■ Description of the task
Render the listing below as a JSON array of strings, one string per line and no blank lines, covering the entire listing.

■ Data to use
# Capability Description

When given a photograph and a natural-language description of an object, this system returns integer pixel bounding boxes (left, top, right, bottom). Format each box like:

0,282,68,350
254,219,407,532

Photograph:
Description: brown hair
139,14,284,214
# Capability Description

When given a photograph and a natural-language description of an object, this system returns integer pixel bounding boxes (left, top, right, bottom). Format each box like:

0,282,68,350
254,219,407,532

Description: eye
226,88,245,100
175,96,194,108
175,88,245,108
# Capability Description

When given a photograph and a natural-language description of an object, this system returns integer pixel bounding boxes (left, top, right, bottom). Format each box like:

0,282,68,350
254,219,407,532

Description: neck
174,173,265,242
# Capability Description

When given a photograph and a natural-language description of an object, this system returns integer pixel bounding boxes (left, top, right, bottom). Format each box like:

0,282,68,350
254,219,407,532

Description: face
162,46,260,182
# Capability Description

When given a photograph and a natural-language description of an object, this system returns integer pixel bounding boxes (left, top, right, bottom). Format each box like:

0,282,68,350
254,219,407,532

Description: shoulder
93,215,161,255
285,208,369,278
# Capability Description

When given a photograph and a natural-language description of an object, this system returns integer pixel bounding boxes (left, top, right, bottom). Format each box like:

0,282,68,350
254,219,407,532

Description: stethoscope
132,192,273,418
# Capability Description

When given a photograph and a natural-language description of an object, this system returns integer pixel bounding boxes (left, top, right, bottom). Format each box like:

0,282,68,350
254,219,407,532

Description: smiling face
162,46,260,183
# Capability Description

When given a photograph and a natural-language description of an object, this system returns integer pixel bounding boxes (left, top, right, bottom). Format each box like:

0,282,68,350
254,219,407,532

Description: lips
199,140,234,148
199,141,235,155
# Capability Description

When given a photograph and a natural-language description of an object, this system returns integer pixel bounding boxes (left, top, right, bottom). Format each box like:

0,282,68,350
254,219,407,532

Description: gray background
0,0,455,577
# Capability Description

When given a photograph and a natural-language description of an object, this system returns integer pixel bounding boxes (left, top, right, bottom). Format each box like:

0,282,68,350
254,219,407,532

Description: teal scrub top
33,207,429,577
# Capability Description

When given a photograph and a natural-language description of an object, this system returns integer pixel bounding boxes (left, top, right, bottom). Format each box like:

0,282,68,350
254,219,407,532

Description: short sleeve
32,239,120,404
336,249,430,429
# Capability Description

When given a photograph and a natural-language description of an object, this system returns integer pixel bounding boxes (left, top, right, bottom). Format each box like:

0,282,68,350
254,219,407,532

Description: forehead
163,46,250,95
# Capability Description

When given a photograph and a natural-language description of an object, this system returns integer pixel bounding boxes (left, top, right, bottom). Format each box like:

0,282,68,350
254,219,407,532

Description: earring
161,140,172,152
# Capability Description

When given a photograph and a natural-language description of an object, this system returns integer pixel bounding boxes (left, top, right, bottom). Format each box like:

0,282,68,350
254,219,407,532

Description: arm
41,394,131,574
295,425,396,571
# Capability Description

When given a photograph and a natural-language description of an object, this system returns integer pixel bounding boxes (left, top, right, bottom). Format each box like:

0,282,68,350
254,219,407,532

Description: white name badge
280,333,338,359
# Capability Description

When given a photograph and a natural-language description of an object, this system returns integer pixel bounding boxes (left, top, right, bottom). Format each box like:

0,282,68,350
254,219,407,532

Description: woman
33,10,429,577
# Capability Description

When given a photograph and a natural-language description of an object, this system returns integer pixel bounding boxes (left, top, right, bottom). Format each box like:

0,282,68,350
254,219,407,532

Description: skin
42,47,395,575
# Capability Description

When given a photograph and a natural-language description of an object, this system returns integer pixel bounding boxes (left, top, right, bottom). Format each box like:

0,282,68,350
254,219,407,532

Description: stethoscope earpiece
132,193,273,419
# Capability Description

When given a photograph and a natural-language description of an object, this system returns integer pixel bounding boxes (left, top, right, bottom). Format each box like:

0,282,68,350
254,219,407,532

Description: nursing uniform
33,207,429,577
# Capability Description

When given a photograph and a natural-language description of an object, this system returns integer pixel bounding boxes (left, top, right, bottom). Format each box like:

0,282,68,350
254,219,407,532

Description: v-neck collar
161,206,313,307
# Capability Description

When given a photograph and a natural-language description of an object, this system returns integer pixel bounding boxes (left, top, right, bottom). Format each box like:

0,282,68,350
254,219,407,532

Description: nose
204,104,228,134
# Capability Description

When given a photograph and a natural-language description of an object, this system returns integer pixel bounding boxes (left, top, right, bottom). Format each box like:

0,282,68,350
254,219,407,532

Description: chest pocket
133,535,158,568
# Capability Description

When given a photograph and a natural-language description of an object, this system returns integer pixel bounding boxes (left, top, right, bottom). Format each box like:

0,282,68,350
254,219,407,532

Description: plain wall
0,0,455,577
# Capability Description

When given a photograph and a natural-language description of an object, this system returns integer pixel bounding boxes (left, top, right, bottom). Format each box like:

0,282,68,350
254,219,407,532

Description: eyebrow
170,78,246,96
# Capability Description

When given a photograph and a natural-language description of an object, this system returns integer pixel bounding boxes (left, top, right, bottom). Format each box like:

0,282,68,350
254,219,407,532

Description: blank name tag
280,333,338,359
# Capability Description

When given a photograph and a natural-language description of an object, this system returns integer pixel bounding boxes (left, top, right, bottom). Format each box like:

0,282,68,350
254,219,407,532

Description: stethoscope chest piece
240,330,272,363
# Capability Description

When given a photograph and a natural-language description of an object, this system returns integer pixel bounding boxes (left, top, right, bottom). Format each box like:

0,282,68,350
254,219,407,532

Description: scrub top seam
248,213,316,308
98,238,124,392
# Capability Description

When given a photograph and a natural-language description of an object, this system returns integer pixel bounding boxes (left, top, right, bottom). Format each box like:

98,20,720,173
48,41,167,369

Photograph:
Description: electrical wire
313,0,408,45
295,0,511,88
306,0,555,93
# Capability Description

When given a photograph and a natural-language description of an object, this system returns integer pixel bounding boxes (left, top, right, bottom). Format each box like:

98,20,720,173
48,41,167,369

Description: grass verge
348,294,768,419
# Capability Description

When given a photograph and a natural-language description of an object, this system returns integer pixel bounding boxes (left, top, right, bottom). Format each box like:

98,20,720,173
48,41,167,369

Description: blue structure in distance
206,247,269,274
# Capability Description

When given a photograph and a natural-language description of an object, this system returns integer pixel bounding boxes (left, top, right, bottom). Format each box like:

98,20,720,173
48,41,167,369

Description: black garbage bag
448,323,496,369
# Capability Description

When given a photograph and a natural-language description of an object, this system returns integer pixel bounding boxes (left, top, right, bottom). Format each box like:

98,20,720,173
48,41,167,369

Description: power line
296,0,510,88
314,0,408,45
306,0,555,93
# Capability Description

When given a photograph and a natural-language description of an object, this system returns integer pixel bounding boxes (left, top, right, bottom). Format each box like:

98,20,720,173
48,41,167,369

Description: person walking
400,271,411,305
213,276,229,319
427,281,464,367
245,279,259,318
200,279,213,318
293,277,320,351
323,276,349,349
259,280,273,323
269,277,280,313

■ Result
[
  "# Capability Description",
  "When given a photograph and a natural-language description of an object, this system returns integer pixel bounding boxes (left, top, right, bottom). Format each box like:",
  "0,282,68,350",
  "254,219,407,532",
  "Photograph:",
  "Description: brown hair",
  "139,14,284,214",
  "# Capability Description",
  "When given a photograph and a natural-language description of an object, this system returns integer pixel bounding boxes (left, top, right, bottom). Format each box like:",
  "0,282,68,350",
  "254,219,407,532",
  "Description: eye",
  "226,88,245,100",
  "175,96,194,108",
  "175,88,245,108",
  "# Capability Description",
  "When given a photograph and a natural-language description of an object, this system returns integer pixel bounding boxes (left, top, right, bottom). Format each box like:",
  "0,282,68,350",
  "254,219,407,532",
  "Description: neck",
  "174,173,265,242",
  "# Capability Description",
  "When given a photograph and a natural-language description of an object, this system returns integer pixel bounding boxes (left, top, right, bottom). Format each box like:",
  "0,282,68,350",
  "254,219,407,532",
  "Description: face",
  "162,46,260,182",
  "# Capability Description",
  "When given a photograph and a natural-language description of an object, this system returns integer pixel bounding boxes (left, top, right, bottom). Format each box like:",
  "0,282,68,350",
  "254,219,407,532",
  "Description: shoulder",
  "93,215,161,255",
  "285,208,369,278",
  "# Capability Description",
  "When given a photograph and a natural-language description of an object, this system returns integer pixel bounding boxes (left, top, right, bottom). Format each box like:",
  "0,282,68,350",
  "254,219,407,532",
  "Description: stethoscope",
  "132,192,273,418",
  "# Capability Description",
  "When given a photograph and a natural-language description of an object, this system returns integer pixel bounding boxes (left, top, right, bottom). Format each box like:",
  "0,282,68,350",
  "254,219,407,532",
  "Description: smiling face",
  "162,46,260,183",
  "# Capability Description",
  "When given a photograph and a natural-language description of an object, this system returns integer pixel bounding boxes (left, top, right, bottom). Format each box like:",
  "0,282,68,350",
  "254,219,407,532",
  "Description: lips",
  "199,140,234,148",
  "199,141,235,155",
  "# Capability Description",
  "When given a photograph and a natural-language description of an object, this system returns integer pixel bounding boxes (left, top, right, bottom). Format each box like:",
  "0,282,68,350",
  "254,219,407,532",
  "Description: gray background",
  "0,0,455,577",
  "# Capability Description",
  "When given a photograph and a natural-language description of an object, this system returns integer pixel bounding boxes (left, top, right, bottom). Format each box like:",
  "0,282,68,350",
  "254,219,407,532",
  "Description: teal scrub top",
  "33,207,429,577",
  "# Capability Description",
  "When given a photograph and a natural-language description of an object, this system returns integer pixel bounding boxes (left, top, right, bottom). Format each box like:",
  "0,282,68,350",
  "254,219,407,532",
  "Description: short sleeve",
  "32,239,120,404",
  "336,249,430,429",
  "# Capability Description",
  "When given a photograph and a natural-language description of an object, this system returns integer pixel bounding boxes (left, top, right, bottom). Format each box like:",
  "0,282,68,350",
  "254,219,407,532",
  "Description: forehead",
  "163,46,250,95",
  "# Capability Description",
  "When given a photograph and a natural-language description of an object, this system returns integer pixel bounding boxes (left, top, right, bottom). Format each box like:",
  "0,282,68,350",
  "254,219,407,532",
  "Description: earring",
  "161,140,172,152",
  "# Capability Description",
  "When given a photograph and a natural-language description of an object, this system returns integer pixel bounding boxes (left, top, right, bottom). Format each box like:",
  "0,282,68,350",
  "254,219,407,532",
  "Description: arm",
  "41,394,131,574",
  "295,425,396,571",
  "# Capability Description",
  "When given a photograph and a natural-language description of an object, this system returns integer pixel bounding boxes (left, top, right, bottom). Format each box like:",
  "0,282,68,350",
  "254,219,407,532",
  "Description: white name badge",
  "280,333,338,359",
  "# Capability Description",
  "When given a photograph and a natural-language description of an object, this system returns integer pixel bounding boxes (left, top, right, bottom). Format each box like:",
  "0,282,68,350",
  "254,219,407,532",
  "Description: woman",
  "33,10,429,577",
  "# Capability Description",
  "When given a photograph and a natural-language description of an object, this system returns integer pixel bounding boxes (left, top, right, bottom). Format each box like:",
  "0,282,68,350",
  "254,219,407,532",
  "Description: skin",
  "42,47,395,575",
  "# Capability Description",
  "When given a photograph and a natural-language description of an object, this system returns integer pixel bounding boxes (left, top, right, bottom). Format each box like:",
  "0,282,68,350",
  "254,219,407,532",
  "Description: stethoscope earpiece",
  "132,193,273,419",
  "# Capability Description",
  "When given a photograph and a natural-language description of an object, this system returns integer pixel bounding boxes (left, top, right, bottom). Format each box like:",
  "0,282,68,350",
  "254,219,407,532",
  "Description: nursing uniform",
  "33,207,429,577",
  "# Capability Description",
  "When given a photograph and a natural-language description of an object, this system returns integer pixel bounding boxes (left, top, right, bottom). Format each box like:",
  "0,282,68,350",
  "254,219,407,532",
  "Description: v-neck collar",
  "161,206,313,307",
  "# Capability Description",
  "When given a photograph and a natural-language description of an object, this system returns integer pixel bounding boxes (left, top, right, bottom). Format each box like:",
  "0,282,68,350",
  "254,219,407,532",
  "Description: nose",
  "204,104,228,134",
  "# Capability Description",
  "When given a photograph and a natural-language description of an object, this system returns integer pixel bounding boxes (left, top, right, bottom). Format each box like:",
  "0,282,68,350",
  "254,219,407,532",
  "Description: chest pocket",
  "133,535,158,568",
  "# Capability Description",
  "When given a photograph and a natural-language description of an object, this system returns integer pixel bounding boxes (left, top, right, bottom). Format each box like:",
  "0,282,68,350",
  "254,219,407,532",
  "Description: plain wall",
  "0,0,455,577",
  "# Capability Description",
  "When given a photograph and a natural-language description of an object, this system returns integer pixel bounding boxes (left, top, right, bottom). Format each box like:",
  "0,282,68,350",
  "254,219,407,532",
  "Description: eyebrow",
  "170,78,246,96",
  "# Capability Description",
  "When given a photograph and a natural-language description of an object, this system returns integer pixel bounding boxes (left, top, right, bottom). Format each box like:",
  "0,282,68,350",
  "254,219,407,532",
  "Description: blank name tag",
  "280,333,338,359",
  "# Capability Description",
  "When given a photograph and a natural-language description of an object, this system returns integer pixel bounding boxes (left, top, right, bottom). Format each box like:",
  "0,282,68,350",
  "254,219,407,532",
  "Description: stethoscope chest piece",
  "240,330,272,363",
  "# Capability Description",
  "When given a photograph and a natural-language description of an object, this system returns integer pixel bounding boxes (left, top, right, bottom). Format each box like:",
  "0,282,68,350",
  "254,219,407,532",
  "Description: scrub top seam",
  "248,213,316,308",
  "98,238,124,392",
  "# Capability Description",
  "When given a photograph and a natural-language description of an object, this system returns integer pixel bounding boxes (left, top, right, bottom). Format each box like:",
  "98,20,720,173",
  "48,41,167,369",
  "Photograph:",
  "Description: electrical wire",
  "313,0,408,45",
  "295,0,511,88",
  "306,0,555,93",
  "# Capability Description",
  "When given a photograph and a natural-language description of an object, this system returns integer pixel bounding boxes (left, top, right, bottom). Format each box like:",
  "98,20,720,173",
  "48,41,167,369",
  "Description: grass verge",
  "348,294,768,419",
  "# Capability Description",
  "When given a photograph and a natural-language description of an object, this system returns integer pixel bounding boxes (left, top, right, bottom). Format each box like:",
  "98,20,720,173",
  "48,41,167,369",
  "Description: blue structure in distance",
  "206,247,269,274",
  "# Capability Description",
  "When given a photograph and a natural-language description of an object, this system returns integer pixel bounding boxes (left, top, right, bottom). Format each box like:",
  "98,20,720,173",
  "48,41,167,369",
  "Description: black garbage bag",
  "448,323,496,369",
  "# Capability Description",
  "When given a photograph and a natural-language description of an object, this system returns integer pixel bounding boxes (left, top, right, bottom). Format each box like:",
  "98,20,720,173",
  "48,41,167,369",
  "Description: power line",
  "296,0,510,88",
  "314,0,408,45",
  "306,0,555,93",
  "# Capability Description",
  "When given a photograph and a natural-language description of an object, this system returns integer pixel bounding boxes (left, top, right, bottom). Format each box like:",
  "98,20,720,173",
  "48,41,167,369",
  "Description: person walking",
  "400,271,411,305",
  "213,276,229,319",
  "427,281,464,367",
  "245,279,259,318",
  "200,279,213,318",
  "293,277,320,351",
  "323,276,349,349",
  "259,280,273,323",
  "269,277,280,313"
]